### Document segment
================================
Why you can’t hide in your room if you want to be a professional artist

Interview with singer, songwriter, voiceover actress, and cartoonist, Molly Jenson

So much about being a professional artist is showing up.

Again and again and again and again. Even when it hurts.

It also requires a transmutation of rejection, seeing it in a new skin.

What a professional artist knows is that rejection is part of the job – not a sign you’re wrong for the job.

Molly Jenson gets this - she’s been a professional touring artist for almost 20 years and has written and sung with dozens of bands and famous artists, like Sean and Sara Watkins of Nickel Creek, Schuyler Fisk, Greg Laswell, and Jon Foreman of Switchfoot.

Molly is also effortlessly cool - the kind of cool you cannot even try to be (i.e. the kind of person who can pull off adult overalls and almost make you think you can too until you remember you would look like a toddler).

Molly's undeniable coolness. Exhibit A.

Molly's undeniable coolness. Exhibit A.

I first saw Molly at a concert showcase she organized to say goodbye to a closing decades-old beloved coffee house in San Diego called Lestat’s, a place one of the singer-songwriters called, “a safe place to fail.”

Molly sang her song towards the end, and the moment I heard it I knew I’d want to interview her.

Where are you off to
in such a hurry, girl?

Is something chasing you?
What has you spinning round
in circles, little girl?
is it the world or
is it you?

There’s no use trying to stop this
There’s no use trying to make it go away
Before you disappear
Just give it time

What are you hiding from?
What do you think will happen?
If you see this one through?

We met weeks later at my favorite coffee shop in Del Mar; it’s one of those instagrammable places I’m not quite cool enough for, but I go anyway. When Molly walks in, however, the place pales in comparison to her instagrammable-ness. Tall, cropped white-blonde hair, bangs, and mom-jeans that look so cool you again almost think you could pull it off too (until you realize you’d look like you were dressing up for some kind of 80’s theme party).

She sits down with a big plate of avocado toast and we start talking about how someone goes from singing in school plays to becoming a professional artist, and what she’s learned so far.

She was in every choir, play, and musical event growing up, and she’s kept that up her entire life. Molly volunteers for almost everything to do with her art. She’s always been one to say yes.

In college, a band asked her to go on the road with them. She said yes. They did 300 shows that year - in a small van. But even in those tight conditions, Molly loved it. (These tours paid, too.) She was a working professional artist, and she was hooked. This began a touring career that would span decades.

But tours don’t go on forever.

When a tour ended, she would have to figure out something else to pay rent.

A cycle began. Tour. Go home to San Diego. Work at a coffee shop. Repeat.

When one coffee shop stint became longer than expected, she got restless.

Her mom mentioned that one of their family friends, Adam Gillespie, was working for a local band - helping them with their merch. Molly’s ears perked up.

It seems the band was growing in popularity and the merchandise workload. Molly decided to ask Adam if he needed any help.

He said no, he was good, but thanks.

She went back to serving coffee.

But then, two weeks later, Adam called and said “You know what, I actually do need help.”

That’s how she began working for Switchfoot.

Adam hired her on a trial basis – she had never worked in merch before and didn’t know Photoshop, but she took the opportunity, learned quickly, and proved herself to be invaluable.
================================
### Study questions
• a. List the professional roles attributed to Molly Jenson in the heading of the interview about becoming a professional artist.
• b. Carry on the interview about becoming a professional artist from the point where it stops.

### Information supplied
================================
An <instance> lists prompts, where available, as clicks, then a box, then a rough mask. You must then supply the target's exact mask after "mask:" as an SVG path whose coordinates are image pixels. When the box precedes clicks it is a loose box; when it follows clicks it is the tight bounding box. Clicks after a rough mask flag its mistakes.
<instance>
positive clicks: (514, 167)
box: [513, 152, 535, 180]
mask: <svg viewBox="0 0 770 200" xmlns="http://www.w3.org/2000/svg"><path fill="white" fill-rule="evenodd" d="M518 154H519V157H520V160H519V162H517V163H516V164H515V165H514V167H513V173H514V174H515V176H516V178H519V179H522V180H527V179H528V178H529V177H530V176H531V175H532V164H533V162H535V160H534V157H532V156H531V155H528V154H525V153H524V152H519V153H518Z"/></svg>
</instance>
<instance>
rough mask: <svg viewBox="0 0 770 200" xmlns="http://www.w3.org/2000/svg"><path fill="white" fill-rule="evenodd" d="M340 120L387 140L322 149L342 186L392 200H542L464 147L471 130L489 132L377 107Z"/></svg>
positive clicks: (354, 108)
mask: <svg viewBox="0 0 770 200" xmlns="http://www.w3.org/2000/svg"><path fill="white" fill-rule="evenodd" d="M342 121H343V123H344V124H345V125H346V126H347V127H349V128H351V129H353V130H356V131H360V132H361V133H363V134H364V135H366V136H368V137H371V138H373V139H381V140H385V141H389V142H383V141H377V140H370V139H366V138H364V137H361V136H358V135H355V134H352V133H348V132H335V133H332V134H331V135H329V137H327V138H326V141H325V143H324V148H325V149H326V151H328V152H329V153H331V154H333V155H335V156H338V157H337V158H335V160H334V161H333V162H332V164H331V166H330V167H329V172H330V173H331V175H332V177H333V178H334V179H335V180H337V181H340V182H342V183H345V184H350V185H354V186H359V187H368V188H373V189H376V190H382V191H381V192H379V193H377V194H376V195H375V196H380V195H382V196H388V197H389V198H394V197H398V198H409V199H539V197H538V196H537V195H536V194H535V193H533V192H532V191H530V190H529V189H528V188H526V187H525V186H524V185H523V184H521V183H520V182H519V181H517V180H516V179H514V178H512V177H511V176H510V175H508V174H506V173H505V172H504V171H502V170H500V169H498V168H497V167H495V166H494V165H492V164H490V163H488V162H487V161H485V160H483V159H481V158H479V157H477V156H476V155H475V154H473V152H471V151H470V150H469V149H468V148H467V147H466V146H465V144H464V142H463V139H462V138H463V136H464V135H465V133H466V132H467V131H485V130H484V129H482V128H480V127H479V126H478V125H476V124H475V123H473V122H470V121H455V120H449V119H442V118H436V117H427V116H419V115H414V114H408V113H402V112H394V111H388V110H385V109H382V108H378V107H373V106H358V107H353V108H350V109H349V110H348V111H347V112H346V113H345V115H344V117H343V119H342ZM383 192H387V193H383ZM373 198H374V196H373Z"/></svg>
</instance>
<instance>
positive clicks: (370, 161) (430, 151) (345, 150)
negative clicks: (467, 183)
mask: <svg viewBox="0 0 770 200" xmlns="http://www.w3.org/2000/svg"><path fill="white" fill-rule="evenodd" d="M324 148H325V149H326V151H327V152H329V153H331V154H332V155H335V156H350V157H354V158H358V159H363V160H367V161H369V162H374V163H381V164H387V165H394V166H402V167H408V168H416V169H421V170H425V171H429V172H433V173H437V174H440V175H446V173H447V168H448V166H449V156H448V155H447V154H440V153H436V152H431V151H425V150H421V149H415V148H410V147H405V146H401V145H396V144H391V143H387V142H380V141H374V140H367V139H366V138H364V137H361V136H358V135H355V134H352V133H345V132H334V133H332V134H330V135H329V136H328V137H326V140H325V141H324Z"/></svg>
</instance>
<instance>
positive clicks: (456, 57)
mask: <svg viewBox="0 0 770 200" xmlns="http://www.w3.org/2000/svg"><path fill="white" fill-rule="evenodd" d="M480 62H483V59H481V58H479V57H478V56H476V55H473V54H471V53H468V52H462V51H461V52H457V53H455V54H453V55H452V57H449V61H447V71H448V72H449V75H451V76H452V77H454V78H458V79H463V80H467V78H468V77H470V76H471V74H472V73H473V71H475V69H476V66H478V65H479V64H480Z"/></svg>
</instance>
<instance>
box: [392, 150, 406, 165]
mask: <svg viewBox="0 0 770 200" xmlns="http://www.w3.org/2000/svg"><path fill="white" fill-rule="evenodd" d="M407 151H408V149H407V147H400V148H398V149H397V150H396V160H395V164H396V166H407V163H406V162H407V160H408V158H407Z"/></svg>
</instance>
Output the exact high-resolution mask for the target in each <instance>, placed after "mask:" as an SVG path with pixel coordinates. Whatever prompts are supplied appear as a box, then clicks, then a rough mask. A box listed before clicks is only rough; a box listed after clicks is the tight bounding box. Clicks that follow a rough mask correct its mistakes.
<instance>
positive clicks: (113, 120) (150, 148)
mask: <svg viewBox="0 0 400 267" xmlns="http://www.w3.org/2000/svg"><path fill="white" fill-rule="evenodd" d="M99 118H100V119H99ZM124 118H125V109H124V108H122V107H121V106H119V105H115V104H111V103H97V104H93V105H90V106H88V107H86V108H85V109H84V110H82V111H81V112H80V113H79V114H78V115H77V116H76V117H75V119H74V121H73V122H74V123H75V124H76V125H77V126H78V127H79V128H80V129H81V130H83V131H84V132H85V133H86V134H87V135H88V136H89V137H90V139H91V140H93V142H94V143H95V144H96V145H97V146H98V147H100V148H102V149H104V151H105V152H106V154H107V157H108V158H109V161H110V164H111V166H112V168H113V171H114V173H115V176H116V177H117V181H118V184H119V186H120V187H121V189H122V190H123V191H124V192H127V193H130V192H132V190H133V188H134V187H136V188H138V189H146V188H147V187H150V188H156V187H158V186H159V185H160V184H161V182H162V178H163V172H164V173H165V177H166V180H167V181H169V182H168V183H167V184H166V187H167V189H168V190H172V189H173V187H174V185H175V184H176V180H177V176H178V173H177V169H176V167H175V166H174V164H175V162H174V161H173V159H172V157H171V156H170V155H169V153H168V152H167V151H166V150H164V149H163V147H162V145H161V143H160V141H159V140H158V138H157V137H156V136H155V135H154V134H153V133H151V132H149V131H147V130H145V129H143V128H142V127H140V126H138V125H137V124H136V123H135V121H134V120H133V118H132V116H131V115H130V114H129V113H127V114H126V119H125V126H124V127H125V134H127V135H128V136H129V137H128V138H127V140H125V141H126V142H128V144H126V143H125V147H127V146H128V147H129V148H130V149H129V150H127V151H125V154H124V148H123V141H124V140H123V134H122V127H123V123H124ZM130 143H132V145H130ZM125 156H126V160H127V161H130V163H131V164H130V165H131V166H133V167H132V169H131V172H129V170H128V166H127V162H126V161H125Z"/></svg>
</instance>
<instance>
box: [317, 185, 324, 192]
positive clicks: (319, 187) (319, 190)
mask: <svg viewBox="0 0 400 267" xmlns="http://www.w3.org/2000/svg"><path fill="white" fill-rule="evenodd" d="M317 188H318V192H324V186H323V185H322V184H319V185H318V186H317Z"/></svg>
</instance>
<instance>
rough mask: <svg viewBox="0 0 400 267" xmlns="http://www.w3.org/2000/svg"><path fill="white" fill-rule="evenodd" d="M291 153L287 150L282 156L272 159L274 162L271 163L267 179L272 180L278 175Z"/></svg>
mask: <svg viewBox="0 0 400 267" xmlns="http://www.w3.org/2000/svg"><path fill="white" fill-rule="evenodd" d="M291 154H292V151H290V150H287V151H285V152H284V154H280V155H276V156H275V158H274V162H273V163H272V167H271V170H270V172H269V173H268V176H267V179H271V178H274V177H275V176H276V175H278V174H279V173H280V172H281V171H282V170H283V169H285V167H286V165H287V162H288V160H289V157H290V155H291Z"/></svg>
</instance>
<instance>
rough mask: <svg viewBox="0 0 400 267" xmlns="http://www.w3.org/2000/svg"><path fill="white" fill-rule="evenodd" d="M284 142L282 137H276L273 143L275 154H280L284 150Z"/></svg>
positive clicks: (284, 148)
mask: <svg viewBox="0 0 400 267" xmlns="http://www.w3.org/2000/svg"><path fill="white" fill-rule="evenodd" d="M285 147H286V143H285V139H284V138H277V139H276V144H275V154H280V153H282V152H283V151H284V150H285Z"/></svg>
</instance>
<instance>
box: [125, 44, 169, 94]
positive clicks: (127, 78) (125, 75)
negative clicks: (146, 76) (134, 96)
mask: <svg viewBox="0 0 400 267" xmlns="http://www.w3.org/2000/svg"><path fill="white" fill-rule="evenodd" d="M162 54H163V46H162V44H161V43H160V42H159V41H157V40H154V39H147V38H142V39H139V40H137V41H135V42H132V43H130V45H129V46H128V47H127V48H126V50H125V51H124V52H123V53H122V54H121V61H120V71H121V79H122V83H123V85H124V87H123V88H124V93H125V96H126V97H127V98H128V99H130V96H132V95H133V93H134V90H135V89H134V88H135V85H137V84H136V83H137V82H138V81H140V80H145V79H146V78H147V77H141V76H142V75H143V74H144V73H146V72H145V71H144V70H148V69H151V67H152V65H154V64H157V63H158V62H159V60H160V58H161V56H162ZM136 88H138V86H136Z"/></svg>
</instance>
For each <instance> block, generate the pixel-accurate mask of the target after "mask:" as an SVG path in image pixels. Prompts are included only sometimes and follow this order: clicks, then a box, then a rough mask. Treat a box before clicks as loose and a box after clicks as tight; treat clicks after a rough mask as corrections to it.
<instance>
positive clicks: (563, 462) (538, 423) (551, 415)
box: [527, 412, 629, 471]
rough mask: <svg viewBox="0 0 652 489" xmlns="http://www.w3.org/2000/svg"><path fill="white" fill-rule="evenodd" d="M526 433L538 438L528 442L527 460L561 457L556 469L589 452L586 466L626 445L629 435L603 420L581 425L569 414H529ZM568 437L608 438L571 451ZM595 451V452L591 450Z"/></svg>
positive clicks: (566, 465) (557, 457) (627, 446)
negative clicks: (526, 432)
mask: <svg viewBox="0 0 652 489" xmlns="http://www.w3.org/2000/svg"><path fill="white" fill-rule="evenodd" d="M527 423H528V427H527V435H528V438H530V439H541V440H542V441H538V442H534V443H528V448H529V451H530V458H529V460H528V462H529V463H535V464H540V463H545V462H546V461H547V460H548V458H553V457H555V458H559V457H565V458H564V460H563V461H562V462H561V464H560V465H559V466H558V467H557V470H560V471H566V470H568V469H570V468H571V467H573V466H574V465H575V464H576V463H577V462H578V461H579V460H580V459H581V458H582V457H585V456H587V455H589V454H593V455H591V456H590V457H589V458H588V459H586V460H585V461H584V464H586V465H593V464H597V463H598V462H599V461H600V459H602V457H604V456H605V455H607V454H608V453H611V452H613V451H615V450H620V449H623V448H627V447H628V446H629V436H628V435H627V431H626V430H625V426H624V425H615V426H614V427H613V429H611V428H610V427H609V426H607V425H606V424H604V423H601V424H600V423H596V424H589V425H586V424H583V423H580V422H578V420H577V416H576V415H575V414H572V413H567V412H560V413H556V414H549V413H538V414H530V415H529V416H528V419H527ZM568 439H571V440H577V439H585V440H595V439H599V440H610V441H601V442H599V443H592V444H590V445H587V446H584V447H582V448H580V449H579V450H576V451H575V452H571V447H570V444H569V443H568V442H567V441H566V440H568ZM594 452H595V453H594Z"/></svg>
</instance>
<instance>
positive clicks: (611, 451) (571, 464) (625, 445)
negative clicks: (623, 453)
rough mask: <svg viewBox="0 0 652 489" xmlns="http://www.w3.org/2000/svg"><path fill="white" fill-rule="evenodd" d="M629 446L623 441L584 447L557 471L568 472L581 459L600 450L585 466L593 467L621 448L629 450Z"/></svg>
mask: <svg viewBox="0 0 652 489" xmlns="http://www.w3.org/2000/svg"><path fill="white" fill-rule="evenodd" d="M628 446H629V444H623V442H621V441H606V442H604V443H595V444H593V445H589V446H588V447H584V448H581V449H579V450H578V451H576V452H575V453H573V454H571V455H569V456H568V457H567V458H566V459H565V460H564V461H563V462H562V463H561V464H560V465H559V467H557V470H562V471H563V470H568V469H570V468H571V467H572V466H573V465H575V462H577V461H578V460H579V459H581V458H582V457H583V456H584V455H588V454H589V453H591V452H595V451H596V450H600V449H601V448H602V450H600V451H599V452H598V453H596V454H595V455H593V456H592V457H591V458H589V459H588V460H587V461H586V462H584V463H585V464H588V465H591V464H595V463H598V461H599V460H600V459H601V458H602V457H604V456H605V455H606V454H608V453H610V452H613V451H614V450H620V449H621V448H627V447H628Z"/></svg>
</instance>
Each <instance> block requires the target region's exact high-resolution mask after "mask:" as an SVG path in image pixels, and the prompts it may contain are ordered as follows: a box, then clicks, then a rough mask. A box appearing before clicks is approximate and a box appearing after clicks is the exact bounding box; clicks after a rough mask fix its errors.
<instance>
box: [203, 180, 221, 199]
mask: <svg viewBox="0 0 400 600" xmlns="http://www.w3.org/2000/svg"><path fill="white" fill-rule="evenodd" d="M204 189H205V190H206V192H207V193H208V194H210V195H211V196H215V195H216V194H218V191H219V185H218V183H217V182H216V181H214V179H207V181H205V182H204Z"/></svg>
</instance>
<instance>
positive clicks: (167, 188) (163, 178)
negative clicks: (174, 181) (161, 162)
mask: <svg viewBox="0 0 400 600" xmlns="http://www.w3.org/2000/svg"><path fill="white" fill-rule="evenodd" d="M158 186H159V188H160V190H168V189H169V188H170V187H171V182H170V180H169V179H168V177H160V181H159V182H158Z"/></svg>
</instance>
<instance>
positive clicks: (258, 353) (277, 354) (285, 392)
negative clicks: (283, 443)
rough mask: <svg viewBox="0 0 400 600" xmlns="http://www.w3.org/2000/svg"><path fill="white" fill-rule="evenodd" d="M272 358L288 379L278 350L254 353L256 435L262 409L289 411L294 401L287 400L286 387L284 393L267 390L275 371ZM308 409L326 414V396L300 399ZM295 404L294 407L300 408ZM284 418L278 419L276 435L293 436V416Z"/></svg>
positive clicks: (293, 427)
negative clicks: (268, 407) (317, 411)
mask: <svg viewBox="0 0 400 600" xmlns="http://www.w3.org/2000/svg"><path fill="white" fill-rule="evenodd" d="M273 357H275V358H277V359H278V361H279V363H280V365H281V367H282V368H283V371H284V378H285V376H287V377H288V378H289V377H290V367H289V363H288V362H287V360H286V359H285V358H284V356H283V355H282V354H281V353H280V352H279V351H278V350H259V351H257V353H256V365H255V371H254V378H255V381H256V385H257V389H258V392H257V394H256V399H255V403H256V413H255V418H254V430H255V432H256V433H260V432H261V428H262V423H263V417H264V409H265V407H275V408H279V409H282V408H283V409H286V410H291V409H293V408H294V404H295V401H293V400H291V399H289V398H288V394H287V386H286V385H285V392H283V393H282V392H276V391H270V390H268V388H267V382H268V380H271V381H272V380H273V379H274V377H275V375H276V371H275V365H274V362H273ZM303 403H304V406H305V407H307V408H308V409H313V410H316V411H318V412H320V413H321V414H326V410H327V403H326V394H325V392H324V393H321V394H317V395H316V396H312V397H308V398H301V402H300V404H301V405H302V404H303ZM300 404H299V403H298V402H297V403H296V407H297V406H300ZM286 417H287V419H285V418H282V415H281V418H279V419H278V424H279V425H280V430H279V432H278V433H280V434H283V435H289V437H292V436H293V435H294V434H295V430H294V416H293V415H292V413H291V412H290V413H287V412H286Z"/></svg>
================================
### Answers by task
• a.
- Singer
- Songwriter
- Voiceover actress
- Cartoonist

• b.
She worked with Switchfoot full-time for five years, working with them off and on when she wasn’t touring for a total of 11 years. (That led to her eventually performing with Jon Foreman, the lead singer, too.)

Not too long after a friend from college, Greg Laswell, became a producer and heard through mutual friends that Molly was starting to write songs.

He asked her if she wanted to make an album. She wasn’t sure if she could do it, but they met up and finished her first song in a day. The songs kept coming. They recorded all of them.

Molly reflects now how crazy it was to record the first songs she ever wrote. She’s been in the business long enough to know that most professional recording artists start with about 50 songs and then choose the final 10 for the album.

But there was boldness in her first album. She did it.

And something magical happened at the end of the process.

“I didn’t write any of the songs by myself – I wrote them all with Greg. But then, with one more song to go, the guy I was dating broke up with me and suddenly I wrote the last song for the album in 30 minutes!

“It was the first thing I’d ever written by myself and I was just like ‘Oh my gosh I can do this! I’ve learned how to write songs.’”

Her first album was a training ground. It’s how she became a songwriter.

photo credit: @jj_musicphotos

photo credit: @jj_musicphotos

That album also gave her the ability to do something she’d never done before – sing her own songs, instead of someone else’s. She began performing her own songs in front of people, starting with Lestat’s coffee house. And then, boldly, Molly decided to move to Nashville and play house concerts for a living. (I had no idea what a house concert was. I had lots of questions.)

Me: So, you, like, play in people’s houses??

Molly: Yep! It’s a house.

Me: Like, someone’s personal house?

Molly: Yep! I’d go in the living room and I would play in their house. If it was a small crowd I wouldn’t plug in – those were the best because I felt so connected; I’m still friends with a lot of the people I played house concerts for.

Me: So…is this like a party? Do people hire musicians to come to their home for parties or just like hosting a concert for music lovers?

Molly: Yep, both! Music lovers for sure.

Me: How did you find the people who would hire you to play in their home?

Molly: I had an email list. I would just send out an email and say ‘Hey I’m looking for a place to do some house concerts, let me know if you’re interested and I’ll send you information.’

Me: How did you build that email list?

Molly: I had a sign-up form at my shows and on my website.

Molly made a living doing house concerts for a year. No booking agent. No manager. Just a girl and her guitar and her email list.

The songs she played were mostly sad and serious, but in between songs, she would make jokes and people would laugh.

I saw this myself at Lestat’s when she sang a Beatles song at the end with the other singers. She forgot one of the lyrics and sang this instead, to the tune of “All You Need is Love”: ‘Oops I forgot the words to this paaaaart - this is what you get when you don’t memor-ize it.’

She made the whole room laugh.

“The truth is, I feel more connected to an audience when I get a laugh. Awkward moments are my dream come true. When I get a laugh all my fears and insecurities just go away and I feel connected.”

Once, after a show, a man walked up to give her some unsolicited advice. “Your songs are pretty good,” he said, “but you’re too manic. Your songs are really sad and then you’re funny in between and it’s confusing to people.”

At the time, in her 20’s, this was hurtful. Now, in her late 30’s, she sees it differently.

“Now I realize that what some people don’t like is usually the stuff you should keep doing - because it’s different, it’s the stuff nobody else is doing.”

Molly kept singing, touring, and making people laugh. She moved around the country, worked with a variety of bands, and even got married and started a videography business with her husband.  

Things were great. Until they weren’t.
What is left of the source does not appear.